[Stored items from a collection]

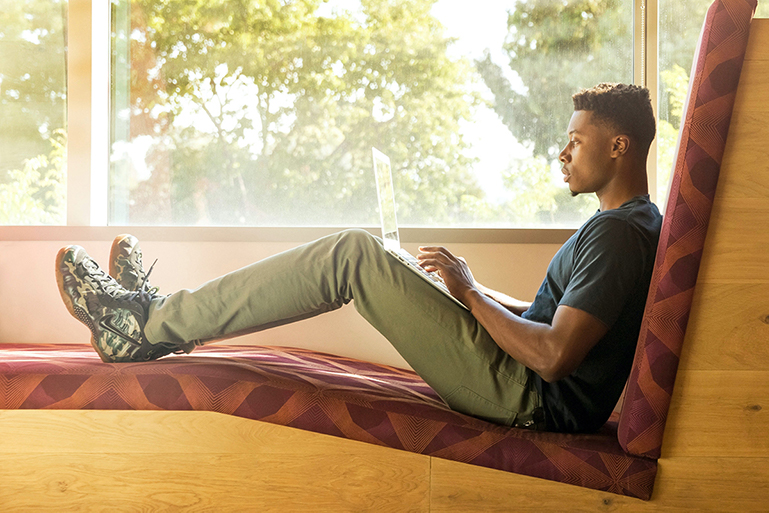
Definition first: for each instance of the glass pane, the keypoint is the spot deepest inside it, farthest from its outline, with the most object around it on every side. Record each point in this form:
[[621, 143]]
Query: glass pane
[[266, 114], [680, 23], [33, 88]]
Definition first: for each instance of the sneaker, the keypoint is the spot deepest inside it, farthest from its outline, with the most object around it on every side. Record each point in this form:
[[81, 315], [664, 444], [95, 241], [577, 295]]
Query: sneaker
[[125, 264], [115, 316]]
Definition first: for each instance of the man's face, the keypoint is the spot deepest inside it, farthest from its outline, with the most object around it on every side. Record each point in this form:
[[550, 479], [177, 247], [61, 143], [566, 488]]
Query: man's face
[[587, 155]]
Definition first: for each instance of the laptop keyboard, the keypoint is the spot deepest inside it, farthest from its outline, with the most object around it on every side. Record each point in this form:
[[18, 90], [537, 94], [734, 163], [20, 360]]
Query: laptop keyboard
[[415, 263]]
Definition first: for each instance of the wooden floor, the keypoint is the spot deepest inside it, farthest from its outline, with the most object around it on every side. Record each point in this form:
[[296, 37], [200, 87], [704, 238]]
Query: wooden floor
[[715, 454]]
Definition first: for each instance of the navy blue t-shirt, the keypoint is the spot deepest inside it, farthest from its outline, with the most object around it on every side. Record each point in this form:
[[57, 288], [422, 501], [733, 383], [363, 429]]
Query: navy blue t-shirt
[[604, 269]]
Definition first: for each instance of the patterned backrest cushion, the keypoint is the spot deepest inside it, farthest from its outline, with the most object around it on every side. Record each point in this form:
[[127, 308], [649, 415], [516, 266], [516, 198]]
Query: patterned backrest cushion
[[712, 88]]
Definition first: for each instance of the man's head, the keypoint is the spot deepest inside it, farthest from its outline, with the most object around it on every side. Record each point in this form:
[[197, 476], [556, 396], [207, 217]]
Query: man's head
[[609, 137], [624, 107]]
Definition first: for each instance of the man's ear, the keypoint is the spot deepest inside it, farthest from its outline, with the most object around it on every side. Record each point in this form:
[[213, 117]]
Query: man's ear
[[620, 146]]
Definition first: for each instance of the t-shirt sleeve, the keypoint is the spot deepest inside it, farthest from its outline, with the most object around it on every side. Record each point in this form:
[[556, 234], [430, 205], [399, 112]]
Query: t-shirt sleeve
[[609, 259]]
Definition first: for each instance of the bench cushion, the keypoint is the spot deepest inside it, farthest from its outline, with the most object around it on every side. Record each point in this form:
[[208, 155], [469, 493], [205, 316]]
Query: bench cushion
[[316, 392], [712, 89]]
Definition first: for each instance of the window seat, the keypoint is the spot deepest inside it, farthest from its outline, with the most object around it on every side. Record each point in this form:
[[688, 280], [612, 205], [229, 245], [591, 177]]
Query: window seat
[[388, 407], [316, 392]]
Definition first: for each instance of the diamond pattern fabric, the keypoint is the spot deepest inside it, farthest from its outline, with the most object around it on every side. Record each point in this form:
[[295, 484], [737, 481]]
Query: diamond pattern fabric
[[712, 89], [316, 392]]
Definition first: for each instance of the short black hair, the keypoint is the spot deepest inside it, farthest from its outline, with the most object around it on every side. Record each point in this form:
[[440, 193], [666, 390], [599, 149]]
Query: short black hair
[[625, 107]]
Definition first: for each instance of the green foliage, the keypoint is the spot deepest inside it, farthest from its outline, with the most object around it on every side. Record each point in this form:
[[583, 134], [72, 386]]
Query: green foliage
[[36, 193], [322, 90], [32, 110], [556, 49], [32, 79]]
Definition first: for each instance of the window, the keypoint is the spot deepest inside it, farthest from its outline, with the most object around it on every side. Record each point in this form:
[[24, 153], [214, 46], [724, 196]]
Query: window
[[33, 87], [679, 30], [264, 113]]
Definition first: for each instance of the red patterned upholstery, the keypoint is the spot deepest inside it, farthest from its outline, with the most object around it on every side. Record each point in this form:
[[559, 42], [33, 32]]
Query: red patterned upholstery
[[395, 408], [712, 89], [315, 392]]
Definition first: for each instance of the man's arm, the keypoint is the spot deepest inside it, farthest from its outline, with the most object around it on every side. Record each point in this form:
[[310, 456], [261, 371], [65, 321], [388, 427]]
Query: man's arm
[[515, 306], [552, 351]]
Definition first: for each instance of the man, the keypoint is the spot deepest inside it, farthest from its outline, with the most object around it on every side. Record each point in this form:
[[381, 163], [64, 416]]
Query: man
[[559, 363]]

* What you will do
Output all lines above precisely. Pictures are to be left out.

* Solution to this exercise
Definition first: for each instance of the glass pane, the keypoint is the spot deepest inside it, farthest from its outline, with the most object around it on every side. Record each point in this form:
[[621, 143]]
Query: glass pane
[[266, 114], [680, 23], [33, 88]]
Definition first: for each instance of the sneaker, the keypoint is the spot deepest inside it, farthest from its outline, with the most object around it on every side. Record each point in this form:
[[81, 315], [664, 444], [95, 241], [577, 295]]
Query: sneaker
[[125, 264], [115, 316]]
Definition first: for each instance of the man's face, the keypoint is the spot deepest inside it, farthest from its outline, with the most object around it on every side. Record each point in this form:
[[550, 479], [177, 247], [61, 143], [566, 488]]
Query: man's face
[[587, 155]]
Definition first: for each instance of the laptop keyboard, the keypoint is the spot deepest inside it, farthest from its outline, with the most object around it on every side. Record each point in this form:
[[18, 90], [537, 94], [734, 163], [20, 360]]
Query: laptop keyboard
[[415, 263]]
Definition first: for each instance of the wooden floor, the keypoint is the spot deepest inside it, farthest from its outline, with the most object around it on every side. Record each point in this form:
[[296, 37], [200, 87], [704, 238]]
Query: wooden floor
[[715, 454]]
Definition first: for each instance of the navy blue t-shirt, the keypoint is the spot deepest inside it, farthest from its outline, with the most object around it on every side. Record each point in this form:
[[57, 288], [422, 501], [733, 383], [363, 429]]
Query: navy blue t-shirt
[[604, 269]]
Definition first: for each instance of the patterned backrest cushion, the keypoint is the spot deepest inside it, farthest from its outline, with the most object around it on every side. Record each point in this form:
[[127, 308], [649, 415], [516, 266], [516, 198]]
Query: patterned backrest cushion
[[712, 88]]
Definition first: for each instance of the man's head, the keypoint is the spot deepest inside it, farthest from its outline, with the most object around it on every side. Record each point in this form:
[[197, 476], [556, 396], [207, 217]]
Query: man's head
[[609, 137], [624, 107]]
Definition first: for each instance of the man's ear, the keypoint is the spot deepest inside it, farthest from its outline, with the most object around it on every side. Record each point in this form:
[[213, 117]]
Query: man's ear
[[620, 146]]
Definition first: for each instance of the t-shirt sleeve, the keypoint is the spot deepest inside it, farthest from its outline, with the most object around it on every side. Record each point in this form:
[[556, 234], [430, 205], [399, 112]]
Query: t-shirt sleeve
[[609, 259]]
Definition first: for each instance of the bench cushion, the keypoint is the spot deepest inside it, farthest from its outline, with the most object around it on every side. Record each point in this form:
[[208, 155], [469, 493], [205, 316]]
Query: bench cushion
[[316, 392], [712, 89]]
Definition first: for each instance of the window seat, the keypoint is the spot deepest inside it, farthest from its outline, with the most object around it on every side. Record each point in this form:
[[688, 280], [612, 205], [229, 245], [591, 177]]
Query: window seat
[[388, 407], [316, 392]]
Definition first: for each instance of the diamond pattern fabric, the keypoint is the spot deepest inside it, farthest from its outline, with the most object around it on every side. Record each point in this form:
[[295, 484], [737, 481]]
Query: diamond pattern fabric
[[712, 89], [316, 392]]
Definition first: for each instance of the short black hair, the keypoint is the spot deepest inside it, farthest from its outline, with the most object around it on every side. Record each point in this form:
[[440, 193], [666, 390], [599, 149]]
Query: short black hair
[[625, 107]]
Definition first: for each instance of the green foliage, the keypoint is the spot deepest inside it, farthest from its outline, with the most object around it on every side. Record each point in this form:
[[583, 134], [72, 386]]
Query: green foliage
[[36, 193], [322, 90], [32, 110], [556, 49], [32, 79]]
Definition first: for each instance of the window, the keypoint is the spot deepest inside it, farthest from its outline, with the most object around it on every side. Record each point in this form:
[[24, 153], [214, 46], [724, 196]]
Query: window
[[33, 87], [679, 30], [264, 113]]
Definition first: for each instance of the red patterned upholstery, the keypoint is the spot deepest inside it, farthest from its outline, with the most object around it on every side. Record each point in this form:
[[559, 42], [33, 32]]
Query: red patterned upholstery
[[395, 408], [712, 89], [315, 392]]
Definition first: for each instance of the man's arm, the keypoint is the spot deepest inside it, farthest from its outline, with the most object around it on every side. Record each point in this form:
[[310, 456], [261, 371], [65, 321], [388, 427]]
Query: man's arm
[[515, 306], [552, 351]]
Definition first: for each instance of the man, the keypoint is the spot deepest inside it, farthest from its outline, with the most object around it on every side. Record each point in this form:
[[381, 163], [64, 416]]
Query: man
[[559, 363]]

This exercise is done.